*Directives*
1. Translate this sentence from the passage on teaching philosophy in universities into Spanish: "Therefore, these persons have a job, in the end, which is part of the "social contract", that still is a point of reference so as to legalize and validate the hegemonic practices in the most varied sectors or fields of our contemporary societies."
2. Carry on the passage on teaching philosophy in universities from its final sentence.

First: The academic teaching under scrutiny from a critical perspective, is regulated mostly by study plans which core contents not only reflect the "scientific culture" of the hegemonic society of yesterday and today, but also point towards maintaining the epistemic conditions necessary for the perpetuation of knowledge, or more adequately expressed, of the ideal of knowledge that the hegemonic society markets as universal.

Second: The universities or higher education institutions, insofar as they are the immediate specific context, the frame within which the task of teaching philosophy is exercised and where decisions on knowing, and the traditions of (philosophical) knowing are made, which are, in turn, being transmitted to the current and future generations, lead us directly to the "social issue" that is implicated in the topic of this congress. The universities or higher education institutions where we teach, whether state or private, are usually a part of the so-called public administration of states (or dominant power groups), which are, at the same time, echoes of the social, political, economic and cultural interests of the hegemonic society.

Third: The targets of teaching, that is, the persons who are professionally involved in teaching, because they have been recognized by the prevailing academic system as capable or apt to exercise that faculty, are often functionaries that, as is specified in the authorized definition we are referring to, carry out a public post under those competent authorities, precisely in order to ensure the "good functioning" of a particular sector of the public sphere, designed by the hegemonic society. Therefore, these persons have a job, in the end, which is part of the "social contract", that still is a point of reference so as to legalize and validate the hegemonic practices in the most varied sectors or fields of our contemporary societies.

*Entries*
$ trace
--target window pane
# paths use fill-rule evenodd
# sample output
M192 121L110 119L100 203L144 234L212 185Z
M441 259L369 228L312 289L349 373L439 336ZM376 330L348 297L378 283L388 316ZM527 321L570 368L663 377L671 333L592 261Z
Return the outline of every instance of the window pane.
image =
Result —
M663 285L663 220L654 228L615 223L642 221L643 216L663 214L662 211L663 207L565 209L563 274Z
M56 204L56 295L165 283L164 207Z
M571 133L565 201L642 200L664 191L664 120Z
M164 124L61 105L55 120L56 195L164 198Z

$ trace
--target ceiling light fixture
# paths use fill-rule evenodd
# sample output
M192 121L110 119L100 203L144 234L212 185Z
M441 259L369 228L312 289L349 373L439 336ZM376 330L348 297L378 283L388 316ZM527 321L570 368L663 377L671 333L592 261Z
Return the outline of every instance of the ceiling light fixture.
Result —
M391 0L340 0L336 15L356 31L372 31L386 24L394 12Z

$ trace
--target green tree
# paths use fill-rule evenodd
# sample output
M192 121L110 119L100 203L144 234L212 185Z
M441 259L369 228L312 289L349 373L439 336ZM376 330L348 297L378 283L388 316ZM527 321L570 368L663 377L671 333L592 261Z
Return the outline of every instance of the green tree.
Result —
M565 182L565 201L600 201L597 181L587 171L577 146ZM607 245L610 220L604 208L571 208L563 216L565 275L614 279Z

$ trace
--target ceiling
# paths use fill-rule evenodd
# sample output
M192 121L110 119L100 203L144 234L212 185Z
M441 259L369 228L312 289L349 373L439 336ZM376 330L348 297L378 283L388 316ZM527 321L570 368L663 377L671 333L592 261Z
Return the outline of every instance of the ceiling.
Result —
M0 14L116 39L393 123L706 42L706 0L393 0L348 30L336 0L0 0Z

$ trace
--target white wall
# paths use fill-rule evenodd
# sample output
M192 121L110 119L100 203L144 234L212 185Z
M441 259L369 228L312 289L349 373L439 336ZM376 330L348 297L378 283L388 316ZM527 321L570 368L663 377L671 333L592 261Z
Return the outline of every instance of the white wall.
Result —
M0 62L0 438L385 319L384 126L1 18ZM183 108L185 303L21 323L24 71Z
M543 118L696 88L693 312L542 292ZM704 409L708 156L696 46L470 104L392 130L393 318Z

==

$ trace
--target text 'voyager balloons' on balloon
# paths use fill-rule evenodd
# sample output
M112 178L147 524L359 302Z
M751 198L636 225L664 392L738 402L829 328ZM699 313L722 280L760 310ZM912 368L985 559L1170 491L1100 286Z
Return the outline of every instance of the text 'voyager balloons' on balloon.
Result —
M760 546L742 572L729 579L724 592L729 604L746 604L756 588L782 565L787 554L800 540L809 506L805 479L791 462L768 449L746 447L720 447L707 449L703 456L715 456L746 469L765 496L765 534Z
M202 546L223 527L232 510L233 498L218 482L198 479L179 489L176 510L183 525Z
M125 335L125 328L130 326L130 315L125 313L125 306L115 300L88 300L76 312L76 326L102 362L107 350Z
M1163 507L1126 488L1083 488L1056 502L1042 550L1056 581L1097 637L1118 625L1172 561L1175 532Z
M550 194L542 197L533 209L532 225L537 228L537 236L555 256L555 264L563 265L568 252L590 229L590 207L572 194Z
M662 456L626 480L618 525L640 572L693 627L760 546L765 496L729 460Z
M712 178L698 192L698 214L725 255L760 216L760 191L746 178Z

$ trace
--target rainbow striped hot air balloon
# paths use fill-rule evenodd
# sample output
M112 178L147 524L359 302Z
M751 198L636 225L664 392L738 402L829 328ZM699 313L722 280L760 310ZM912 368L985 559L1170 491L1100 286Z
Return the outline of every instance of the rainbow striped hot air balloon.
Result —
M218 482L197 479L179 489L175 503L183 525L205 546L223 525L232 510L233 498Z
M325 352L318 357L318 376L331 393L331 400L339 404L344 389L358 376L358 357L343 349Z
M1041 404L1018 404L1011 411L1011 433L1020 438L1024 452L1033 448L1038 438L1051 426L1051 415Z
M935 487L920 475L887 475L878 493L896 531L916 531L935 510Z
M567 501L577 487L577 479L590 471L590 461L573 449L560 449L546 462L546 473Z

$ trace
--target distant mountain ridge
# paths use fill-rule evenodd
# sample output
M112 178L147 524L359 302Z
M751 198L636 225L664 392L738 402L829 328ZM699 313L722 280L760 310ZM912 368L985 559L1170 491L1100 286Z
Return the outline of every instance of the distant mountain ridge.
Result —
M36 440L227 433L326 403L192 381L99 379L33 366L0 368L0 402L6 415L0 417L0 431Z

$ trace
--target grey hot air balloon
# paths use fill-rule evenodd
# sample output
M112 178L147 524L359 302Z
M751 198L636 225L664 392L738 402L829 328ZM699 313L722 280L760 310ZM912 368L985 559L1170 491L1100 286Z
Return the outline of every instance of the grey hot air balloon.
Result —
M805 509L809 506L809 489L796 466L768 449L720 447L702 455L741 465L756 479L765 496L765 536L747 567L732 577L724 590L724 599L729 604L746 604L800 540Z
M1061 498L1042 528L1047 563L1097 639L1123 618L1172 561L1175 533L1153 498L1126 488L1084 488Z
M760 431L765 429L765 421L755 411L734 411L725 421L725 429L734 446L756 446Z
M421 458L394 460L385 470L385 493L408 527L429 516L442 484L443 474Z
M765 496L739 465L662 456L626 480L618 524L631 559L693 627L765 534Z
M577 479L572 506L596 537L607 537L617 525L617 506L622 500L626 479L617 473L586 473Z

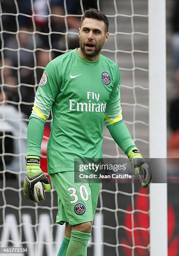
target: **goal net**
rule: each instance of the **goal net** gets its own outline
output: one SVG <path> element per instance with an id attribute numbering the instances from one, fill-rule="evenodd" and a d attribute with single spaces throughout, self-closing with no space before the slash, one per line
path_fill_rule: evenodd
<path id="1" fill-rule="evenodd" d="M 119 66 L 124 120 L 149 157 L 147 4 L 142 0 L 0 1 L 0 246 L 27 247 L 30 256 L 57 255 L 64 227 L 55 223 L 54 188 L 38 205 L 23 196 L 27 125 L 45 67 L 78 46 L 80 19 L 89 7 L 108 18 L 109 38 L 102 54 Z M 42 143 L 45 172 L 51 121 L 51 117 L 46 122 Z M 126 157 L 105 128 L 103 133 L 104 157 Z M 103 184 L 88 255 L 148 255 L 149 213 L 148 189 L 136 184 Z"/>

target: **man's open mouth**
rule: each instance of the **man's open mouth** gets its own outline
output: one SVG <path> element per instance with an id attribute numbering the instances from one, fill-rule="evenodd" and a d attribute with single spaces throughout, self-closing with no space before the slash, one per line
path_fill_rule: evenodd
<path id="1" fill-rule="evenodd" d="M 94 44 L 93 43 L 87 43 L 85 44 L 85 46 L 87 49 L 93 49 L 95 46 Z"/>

*Outputs by task*
1. Por lo tanto, estas personas tienen, en definitiva, un trabajo que forma parte del «contrato social», que sigue siendo un punto de referencia para legalizar y validar las prácticas hegemónicas en los más variados sectores o ámbitos de nuestras sociedades contemporáneas.

2.
Ensuing from the above, I pose, that we must engage in the task of examining the contents and practices of philosophy teaching, by developing a debate that, in its argumentation, will account for the double contextual horizon in which the study programs of philosophy are inscribed by their own history of gestation and institutionaliza-tion. As I have tried to demonstrate, this is the particular academic context of the university institutions and the main socio-political context of the hegemonic society and of the power interests of its bearers and administrators.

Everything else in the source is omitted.